Records from a data collection:
════

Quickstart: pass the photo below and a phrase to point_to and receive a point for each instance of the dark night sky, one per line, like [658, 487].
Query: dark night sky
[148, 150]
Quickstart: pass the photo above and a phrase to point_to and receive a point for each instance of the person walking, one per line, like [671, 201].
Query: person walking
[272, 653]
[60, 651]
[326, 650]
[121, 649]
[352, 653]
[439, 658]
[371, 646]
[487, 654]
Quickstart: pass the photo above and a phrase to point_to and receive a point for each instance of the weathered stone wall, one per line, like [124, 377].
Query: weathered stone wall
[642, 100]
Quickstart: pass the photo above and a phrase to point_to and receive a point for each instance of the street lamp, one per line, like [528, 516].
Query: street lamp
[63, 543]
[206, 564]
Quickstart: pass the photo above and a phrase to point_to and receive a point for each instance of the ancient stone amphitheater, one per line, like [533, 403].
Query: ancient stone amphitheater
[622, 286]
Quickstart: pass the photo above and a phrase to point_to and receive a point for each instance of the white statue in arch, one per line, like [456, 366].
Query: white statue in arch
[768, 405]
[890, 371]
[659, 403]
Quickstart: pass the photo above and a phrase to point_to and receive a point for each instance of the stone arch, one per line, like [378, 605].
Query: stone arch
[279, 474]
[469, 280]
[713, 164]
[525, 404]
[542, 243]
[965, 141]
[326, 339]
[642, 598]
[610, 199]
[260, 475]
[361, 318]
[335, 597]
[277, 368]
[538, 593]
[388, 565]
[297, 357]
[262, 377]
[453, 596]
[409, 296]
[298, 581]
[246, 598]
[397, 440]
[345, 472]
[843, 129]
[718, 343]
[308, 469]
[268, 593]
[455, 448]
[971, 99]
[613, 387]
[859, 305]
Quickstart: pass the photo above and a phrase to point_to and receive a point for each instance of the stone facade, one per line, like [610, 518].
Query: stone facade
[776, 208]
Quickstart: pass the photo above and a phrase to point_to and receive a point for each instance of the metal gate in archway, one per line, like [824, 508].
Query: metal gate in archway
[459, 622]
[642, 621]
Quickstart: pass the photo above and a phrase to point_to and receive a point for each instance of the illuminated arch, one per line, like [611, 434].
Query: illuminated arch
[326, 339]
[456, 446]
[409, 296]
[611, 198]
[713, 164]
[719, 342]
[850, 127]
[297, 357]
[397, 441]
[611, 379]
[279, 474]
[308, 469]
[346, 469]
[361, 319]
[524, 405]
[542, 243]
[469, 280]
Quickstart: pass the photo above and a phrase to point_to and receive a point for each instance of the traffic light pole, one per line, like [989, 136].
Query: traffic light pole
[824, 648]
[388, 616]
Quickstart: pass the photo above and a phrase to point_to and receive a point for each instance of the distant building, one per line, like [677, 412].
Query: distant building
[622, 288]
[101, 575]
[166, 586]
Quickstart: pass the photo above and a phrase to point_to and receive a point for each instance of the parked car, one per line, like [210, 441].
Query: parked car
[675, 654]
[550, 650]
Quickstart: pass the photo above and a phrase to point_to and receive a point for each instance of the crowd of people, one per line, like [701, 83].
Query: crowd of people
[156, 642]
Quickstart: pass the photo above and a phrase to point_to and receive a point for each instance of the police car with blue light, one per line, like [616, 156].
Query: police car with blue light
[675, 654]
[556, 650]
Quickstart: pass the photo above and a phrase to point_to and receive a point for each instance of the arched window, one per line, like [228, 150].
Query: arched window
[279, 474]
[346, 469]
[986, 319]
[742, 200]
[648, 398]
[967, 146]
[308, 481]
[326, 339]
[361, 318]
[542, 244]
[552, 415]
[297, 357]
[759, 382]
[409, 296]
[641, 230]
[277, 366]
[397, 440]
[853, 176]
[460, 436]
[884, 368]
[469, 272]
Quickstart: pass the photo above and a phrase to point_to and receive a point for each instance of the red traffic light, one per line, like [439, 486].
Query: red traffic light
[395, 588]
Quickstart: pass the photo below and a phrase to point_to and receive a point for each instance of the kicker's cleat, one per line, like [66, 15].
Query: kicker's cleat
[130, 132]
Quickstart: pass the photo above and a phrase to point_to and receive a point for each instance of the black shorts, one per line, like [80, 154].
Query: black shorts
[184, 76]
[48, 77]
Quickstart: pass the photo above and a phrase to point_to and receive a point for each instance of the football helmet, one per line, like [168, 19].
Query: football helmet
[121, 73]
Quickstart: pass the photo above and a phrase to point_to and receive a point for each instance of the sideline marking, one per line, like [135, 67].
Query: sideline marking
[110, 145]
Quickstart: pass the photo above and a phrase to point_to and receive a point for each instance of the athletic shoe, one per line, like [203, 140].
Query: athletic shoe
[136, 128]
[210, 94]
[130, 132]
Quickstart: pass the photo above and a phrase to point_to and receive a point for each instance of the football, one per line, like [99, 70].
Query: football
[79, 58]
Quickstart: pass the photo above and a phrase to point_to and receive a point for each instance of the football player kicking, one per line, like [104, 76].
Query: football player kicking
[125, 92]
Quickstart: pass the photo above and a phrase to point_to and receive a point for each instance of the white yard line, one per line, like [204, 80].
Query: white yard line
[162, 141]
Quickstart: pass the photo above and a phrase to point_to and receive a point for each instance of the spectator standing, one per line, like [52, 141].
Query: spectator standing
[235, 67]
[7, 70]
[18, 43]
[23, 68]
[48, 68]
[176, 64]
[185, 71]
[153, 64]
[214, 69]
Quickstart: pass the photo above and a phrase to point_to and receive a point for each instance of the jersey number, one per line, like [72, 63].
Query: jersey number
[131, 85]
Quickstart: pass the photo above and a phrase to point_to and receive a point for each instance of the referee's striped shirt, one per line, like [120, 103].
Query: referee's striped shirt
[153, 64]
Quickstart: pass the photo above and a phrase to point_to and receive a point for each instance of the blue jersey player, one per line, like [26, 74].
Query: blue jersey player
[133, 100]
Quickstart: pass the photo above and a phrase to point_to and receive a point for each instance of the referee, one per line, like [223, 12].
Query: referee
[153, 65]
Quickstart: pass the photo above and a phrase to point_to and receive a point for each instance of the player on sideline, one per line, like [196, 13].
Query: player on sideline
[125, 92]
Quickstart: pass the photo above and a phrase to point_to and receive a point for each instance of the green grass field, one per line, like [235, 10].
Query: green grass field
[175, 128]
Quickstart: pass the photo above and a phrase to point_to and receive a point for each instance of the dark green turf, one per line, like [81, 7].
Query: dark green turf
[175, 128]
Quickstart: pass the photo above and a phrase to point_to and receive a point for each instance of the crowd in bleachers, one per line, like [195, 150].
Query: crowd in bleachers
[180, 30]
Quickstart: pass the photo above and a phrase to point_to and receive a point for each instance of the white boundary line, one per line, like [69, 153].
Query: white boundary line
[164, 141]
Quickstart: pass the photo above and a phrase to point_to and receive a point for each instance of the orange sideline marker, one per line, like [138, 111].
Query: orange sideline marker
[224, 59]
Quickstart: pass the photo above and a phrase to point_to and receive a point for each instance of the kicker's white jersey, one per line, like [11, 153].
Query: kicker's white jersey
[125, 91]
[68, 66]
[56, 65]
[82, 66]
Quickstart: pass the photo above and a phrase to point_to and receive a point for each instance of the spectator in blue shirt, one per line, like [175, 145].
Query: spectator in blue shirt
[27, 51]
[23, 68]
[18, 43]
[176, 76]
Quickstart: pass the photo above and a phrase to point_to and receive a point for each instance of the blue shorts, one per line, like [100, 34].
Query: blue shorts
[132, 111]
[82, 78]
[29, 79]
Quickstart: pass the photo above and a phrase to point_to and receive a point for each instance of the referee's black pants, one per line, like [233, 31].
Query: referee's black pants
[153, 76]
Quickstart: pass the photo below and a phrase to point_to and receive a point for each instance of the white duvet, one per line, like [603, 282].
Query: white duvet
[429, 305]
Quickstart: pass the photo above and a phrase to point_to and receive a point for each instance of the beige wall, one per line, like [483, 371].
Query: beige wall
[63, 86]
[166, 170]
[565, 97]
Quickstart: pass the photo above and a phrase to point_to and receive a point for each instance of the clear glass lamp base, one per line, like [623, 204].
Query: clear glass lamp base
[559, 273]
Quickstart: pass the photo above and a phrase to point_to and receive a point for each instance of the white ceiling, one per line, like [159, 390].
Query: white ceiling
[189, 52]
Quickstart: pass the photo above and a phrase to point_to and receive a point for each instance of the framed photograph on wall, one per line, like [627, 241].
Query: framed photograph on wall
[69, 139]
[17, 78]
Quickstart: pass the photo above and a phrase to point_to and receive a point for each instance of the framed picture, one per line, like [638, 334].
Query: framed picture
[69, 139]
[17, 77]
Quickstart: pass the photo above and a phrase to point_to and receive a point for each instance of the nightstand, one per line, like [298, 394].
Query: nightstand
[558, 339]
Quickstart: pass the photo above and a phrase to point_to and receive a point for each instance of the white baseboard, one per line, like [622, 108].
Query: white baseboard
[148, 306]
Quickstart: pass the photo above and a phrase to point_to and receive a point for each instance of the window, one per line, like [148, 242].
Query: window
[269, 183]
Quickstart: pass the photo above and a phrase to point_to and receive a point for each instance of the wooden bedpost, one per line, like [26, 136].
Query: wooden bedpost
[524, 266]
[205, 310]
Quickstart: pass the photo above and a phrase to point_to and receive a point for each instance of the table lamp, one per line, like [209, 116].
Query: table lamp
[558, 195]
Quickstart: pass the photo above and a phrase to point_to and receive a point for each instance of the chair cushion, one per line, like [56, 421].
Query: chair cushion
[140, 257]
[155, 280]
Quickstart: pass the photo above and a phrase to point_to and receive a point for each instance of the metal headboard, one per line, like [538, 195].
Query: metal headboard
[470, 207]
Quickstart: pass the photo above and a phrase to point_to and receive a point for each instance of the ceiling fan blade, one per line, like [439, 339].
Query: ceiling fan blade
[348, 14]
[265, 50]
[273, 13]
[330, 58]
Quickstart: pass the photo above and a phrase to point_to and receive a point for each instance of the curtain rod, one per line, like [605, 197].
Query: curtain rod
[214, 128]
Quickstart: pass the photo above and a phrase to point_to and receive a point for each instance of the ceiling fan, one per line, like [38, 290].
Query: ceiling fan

════

Please give, as a single number with nothing added, the count of lines in the records that contain the word "below".

3